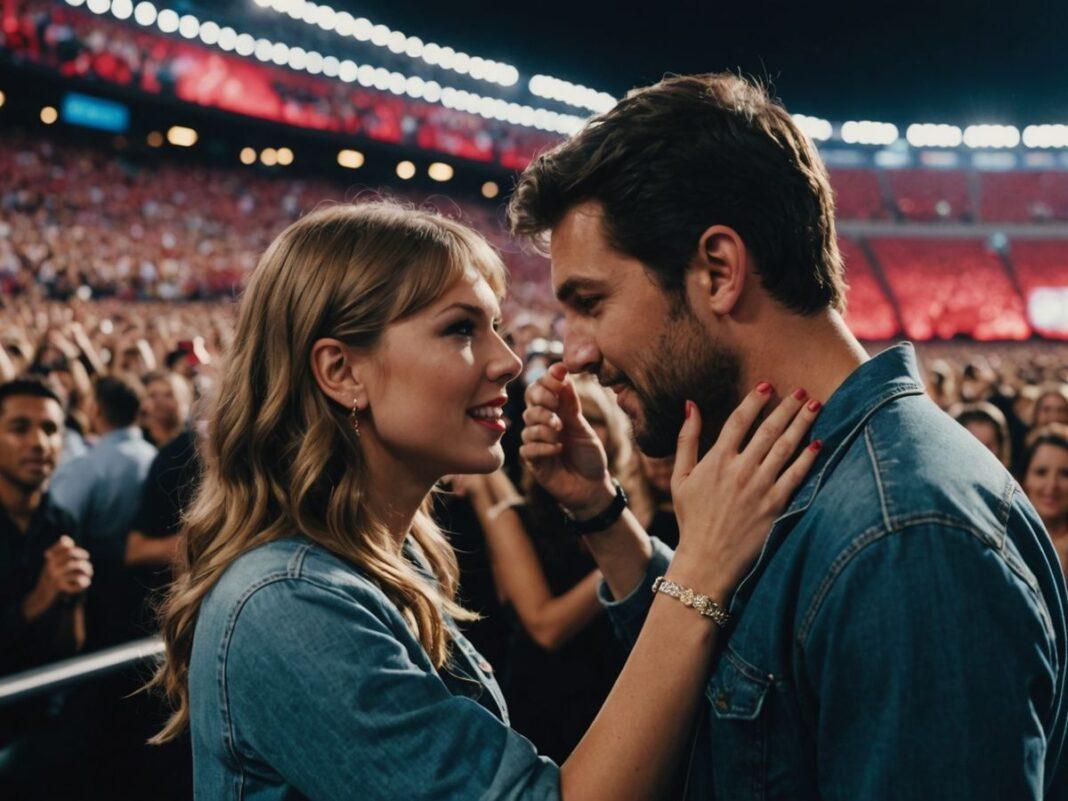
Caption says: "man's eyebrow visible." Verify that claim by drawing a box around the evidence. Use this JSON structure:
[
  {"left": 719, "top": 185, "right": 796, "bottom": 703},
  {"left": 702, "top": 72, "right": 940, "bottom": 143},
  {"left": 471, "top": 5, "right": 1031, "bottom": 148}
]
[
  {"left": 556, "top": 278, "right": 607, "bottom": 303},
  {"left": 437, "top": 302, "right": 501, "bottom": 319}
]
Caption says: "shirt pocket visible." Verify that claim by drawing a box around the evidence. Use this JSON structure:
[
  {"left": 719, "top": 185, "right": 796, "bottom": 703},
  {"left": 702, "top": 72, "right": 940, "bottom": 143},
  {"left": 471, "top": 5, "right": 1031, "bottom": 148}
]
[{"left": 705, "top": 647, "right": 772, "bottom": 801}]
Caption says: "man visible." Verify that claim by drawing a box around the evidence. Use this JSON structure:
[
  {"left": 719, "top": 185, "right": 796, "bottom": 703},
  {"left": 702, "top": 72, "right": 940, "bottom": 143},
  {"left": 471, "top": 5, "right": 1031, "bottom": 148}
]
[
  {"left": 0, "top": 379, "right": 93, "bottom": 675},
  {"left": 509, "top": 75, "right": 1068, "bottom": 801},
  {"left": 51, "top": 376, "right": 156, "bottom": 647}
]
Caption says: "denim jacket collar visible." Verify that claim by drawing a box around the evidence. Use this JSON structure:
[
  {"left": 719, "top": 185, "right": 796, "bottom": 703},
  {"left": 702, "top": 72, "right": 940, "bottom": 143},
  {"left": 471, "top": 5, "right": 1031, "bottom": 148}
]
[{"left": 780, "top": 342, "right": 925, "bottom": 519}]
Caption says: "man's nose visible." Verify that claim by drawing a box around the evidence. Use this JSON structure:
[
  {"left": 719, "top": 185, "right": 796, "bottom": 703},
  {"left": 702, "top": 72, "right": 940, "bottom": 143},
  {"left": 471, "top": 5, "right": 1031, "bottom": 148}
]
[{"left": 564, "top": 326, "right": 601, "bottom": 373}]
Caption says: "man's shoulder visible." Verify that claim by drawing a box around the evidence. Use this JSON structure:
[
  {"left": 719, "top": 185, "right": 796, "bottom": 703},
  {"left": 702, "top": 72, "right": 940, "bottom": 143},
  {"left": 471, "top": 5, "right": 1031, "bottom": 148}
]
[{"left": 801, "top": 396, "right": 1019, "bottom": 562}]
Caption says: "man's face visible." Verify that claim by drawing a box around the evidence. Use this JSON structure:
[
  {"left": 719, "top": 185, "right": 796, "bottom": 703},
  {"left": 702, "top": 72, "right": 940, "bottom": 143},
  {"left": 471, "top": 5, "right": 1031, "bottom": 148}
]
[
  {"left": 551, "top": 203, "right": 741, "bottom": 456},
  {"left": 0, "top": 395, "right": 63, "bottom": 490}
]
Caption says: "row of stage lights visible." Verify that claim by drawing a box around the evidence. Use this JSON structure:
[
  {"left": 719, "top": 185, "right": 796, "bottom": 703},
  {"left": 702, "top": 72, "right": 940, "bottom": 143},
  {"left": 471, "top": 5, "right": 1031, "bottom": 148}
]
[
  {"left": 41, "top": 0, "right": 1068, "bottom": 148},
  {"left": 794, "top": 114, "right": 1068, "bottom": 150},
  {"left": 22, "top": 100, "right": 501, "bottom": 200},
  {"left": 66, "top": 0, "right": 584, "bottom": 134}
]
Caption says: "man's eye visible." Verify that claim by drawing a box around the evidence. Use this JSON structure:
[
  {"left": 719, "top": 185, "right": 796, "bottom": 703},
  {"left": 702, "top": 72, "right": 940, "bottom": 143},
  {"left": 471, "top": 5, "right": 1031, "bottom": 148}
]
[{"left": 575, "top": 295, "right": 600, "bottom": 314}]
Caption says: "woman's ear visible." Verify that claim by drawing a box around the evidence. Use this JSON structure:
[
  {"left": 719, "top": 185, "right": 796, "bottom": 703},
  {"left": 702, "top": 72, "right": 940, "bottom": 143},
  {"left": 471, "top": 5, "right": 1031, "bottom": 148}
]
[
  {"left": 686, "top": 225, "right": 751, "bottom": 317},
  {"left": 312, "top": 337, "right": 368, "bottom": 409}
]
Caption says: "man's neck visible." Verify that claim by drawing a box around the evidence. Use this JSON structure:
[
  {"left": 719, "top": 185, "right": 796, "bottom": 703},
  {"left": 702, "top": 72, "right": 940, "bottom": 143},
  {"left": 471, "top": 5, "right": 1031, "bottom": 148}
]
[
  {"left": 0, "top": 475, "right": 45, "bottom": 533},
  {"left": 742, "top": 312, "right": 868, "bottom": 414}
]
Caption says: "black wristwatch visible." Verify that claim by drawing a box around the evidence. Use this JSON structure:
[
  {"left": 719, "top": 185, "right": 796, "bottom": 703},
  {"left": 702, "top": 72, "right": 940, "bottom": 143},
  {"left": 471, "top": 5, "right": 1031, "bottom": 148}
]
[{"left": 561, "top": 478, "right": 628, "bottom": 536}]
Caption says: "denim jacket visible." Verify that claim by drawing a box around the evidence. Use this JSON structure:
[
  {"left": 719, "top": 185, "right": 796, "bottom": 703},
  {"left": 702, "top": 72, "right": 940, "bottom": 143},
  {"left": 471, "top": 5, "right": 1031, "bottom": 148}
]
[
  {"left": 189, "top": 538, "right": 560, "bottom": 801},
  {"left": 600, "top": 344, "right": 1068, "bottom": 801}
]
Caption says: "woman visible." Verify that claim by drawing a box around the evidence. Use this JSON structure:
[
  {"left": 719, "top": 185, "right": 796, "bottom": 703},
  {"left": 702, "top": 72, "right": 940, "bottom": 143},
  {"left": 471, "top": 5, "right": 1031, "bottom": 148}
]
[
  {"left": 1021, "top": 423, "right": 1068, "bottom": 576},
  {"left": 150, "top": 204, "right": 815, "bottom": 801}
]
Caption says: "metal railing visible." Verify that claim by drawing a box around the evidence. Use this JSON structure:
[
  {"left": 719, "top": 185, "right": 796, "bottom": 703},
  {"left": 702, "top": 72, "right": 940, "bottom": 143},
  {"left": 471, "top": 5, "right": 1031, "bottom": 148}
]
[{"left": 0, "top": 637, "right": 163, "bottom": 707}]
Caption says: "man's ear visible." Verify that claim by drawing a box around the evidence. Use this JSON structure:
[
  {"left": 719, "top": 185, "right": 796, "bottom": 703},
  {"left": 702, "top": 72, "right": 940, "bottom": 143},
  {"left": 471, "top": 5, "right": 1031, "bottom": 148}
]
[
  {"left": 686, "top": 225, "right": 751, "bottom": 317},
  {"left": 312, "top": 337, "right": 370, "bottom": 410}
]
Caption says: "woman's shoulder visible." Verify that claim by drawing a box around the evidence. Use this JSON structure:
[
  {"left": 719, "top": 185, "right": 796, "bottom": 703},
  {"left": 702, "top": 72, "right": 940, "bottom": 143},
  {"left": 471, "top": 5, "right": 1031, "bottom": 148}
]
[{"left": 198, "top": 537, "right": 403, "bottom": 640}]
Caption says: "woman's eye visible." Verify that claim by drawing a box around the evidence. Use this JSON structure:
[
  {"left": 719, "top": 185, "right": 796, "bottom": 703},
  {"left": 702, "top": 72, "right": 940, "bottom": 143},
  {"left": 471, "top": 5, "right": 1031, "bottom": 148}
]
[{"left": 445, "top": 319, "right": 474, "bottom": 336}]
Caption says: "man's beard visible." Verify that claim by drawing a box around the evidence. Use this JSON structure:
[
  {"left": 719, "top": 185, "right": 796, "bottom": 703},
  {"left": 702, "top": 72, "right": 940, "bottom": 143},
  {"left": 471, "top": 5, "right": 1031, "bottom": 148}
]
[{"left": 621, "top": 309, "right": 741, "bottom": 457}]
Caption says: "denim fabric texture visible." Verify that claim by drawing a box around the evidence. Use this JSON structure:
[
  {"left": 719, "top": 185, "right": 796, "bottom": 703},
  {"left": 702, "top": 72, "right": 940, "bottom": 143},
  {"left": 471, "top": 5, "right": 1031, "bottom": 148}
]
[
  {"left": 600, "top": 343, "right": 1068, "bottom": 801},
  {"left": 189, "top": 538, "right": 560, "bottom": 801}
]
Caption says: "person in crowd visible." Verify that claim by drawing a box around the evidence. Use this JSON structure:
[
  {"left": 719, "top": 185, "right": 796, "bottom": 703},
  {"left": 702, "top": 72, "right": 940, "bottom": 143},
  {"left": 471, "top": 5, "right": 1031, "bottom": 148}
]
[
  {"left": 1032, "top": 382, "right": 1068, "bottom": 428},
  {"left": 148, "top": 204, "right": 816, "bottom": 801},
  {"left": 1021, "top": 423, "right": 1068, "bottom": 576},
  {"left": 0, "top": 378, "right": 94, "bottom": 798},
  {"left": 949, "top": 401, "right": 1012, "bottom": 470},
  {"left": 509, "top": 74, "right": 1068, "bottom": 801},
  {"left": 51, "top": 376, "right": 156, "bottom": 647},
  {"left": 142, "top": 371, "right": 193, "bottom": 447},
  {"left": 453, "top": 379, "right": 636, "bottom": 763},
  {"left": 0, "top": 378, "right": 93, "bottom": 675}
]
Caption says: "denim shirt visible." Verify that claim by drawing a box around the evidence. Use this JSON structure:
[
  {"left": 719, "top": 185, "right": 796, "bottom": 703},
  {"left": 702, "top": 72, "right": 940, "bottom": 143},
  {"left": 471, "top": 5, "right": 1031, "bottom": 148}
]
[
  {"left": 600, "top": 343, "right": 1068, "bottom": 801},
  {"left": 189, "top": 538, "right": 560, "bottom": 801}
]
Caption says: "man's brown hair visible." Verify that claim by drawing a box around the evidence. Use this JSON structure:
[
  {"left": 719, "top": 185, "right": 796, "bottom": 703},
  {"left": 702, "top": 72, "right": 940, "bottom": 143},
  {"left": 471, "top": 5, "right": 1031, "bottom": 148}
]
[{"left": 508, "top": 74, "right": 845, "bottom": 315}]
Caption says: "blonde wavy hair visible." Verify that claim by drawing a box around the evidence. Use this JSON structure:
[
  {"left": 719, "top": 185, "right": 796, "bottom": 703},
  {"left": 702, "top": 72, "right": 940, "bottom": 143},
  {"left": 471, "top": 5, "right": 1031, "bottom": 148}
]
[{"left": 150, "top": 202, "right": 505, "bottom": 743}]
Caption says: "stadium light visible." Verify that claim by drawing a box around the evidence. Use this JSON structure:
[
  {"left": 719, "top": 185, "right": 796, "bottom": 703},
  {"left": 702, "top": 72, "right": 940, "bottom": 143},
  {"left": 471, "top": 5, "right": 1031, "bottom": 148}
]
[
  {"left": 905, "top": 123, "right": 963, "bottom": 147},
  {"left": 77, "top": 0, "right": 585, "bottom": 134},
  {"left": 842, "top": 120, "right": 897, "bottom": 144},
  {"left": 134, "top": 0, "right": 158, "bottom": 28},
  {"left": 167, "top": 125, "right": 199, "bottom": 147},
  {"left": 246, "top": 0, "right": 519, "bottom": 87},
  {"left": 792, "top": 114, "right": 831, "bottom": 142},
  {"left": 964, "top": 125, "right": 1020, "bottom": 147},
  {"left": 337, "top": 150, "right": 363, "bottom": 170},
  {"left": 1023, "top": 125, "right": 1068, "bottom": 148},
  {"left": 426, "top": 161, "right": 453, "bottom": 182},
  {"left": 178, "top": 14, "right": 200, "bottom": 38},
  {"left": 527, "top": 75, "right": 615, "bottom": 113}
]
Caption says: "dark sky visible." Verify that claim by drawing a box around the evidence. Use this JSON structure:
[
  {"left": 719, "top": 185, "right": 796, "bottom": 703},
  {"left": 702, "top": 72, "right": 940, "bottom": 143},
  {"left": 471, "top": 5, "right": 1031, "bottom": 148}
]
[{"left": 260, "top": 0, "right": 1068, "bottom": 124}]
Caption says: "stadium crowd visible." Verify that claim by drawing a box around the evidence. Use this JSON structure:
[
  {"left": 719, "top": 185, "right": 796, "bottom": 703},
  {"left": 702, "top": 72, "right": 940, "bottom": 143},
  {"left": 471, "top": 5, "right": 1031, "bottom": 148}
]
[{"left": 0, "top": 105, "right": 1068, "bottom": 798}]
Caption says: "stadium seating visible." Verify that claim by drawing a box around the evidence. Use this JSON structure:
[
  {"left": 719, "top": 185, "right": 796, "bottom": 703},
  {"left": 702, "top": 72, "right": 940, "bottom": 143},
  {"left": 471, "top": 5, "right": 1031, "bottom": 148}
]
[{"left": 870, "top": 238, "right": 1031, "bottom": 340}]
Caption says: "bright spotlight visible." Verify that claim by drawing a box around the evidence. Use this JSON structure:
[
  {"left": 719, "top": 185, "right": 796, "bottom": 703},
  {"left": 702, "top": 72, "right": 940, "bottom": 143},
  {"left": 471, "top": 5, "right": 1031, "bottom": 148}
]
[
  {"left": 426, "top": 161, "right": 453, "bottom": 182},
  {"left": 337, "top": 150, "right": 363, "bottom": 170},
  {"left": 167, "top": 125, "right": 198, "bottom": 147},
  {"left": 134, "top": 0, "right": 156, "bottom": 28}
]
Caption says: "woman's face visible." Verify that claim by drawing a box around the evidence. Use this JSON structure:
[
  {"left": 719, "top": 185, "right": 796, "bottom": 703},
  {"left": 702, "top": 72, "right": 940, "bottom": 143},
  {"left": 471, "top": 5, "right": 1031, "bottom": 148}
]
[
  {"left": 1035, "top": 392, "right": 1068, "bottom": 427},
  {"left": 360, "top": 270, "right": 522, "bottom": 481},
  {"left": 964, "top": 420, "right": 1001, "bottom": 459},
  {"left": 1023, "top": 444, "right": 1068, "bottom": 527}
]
____________________
▶ [Instructions to follow] Select every line of the items above that contains the string "shoulder", matching case exactly.

▶ [Solution below]
Caption says: "man's shoulder visible." Verify that claim by drawing a box around the evidence. Use this JSON structure:
Caption says: "woman's shoulder visible." Verify that claim by drawing a box around the evidence. Use this JSON structure:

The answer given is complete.